— BEGIN Entries provided —

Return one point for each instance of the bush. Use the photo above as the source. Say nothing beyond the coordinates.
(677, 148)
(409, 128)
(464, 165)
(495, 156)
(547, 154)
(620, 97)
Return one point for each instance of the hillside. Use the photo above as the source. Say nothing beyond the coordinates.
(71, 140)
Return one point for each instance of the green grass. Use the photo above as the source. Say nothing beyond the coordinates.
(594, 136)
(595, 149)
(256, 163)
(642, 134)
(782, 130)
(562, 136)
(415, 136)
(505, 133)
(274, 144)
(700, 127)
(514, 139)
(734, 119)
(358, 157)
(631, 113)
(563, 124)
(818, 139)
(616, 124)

— END Entries provided —

Could you write out the lines again, starting at the line that has "Return one point for each instance of the hillside." and stopping after the last of the stored entries, keeping the requests and shifting every coordinate in the answers up by 90?

Expected answer:
Return one point for each instance of the hillside. Use the photo above as the source. Say nothing beyond the coordinates.
(161, 230)
Return one point for each instance of the green grass. Use the photo above as the source. Say nothing beyond the coordinates.
(684, 226)
(685, 239)
(346, 253)
(732, 224)
(872, 220)
(652, 226)
(505, 226)
(595, 223)
(364, 234)
(790, 217)
(604, 229)
(824, 209)
(448, 247)
(721, 203)
(653, 214)
(908, 229)
(706, 214)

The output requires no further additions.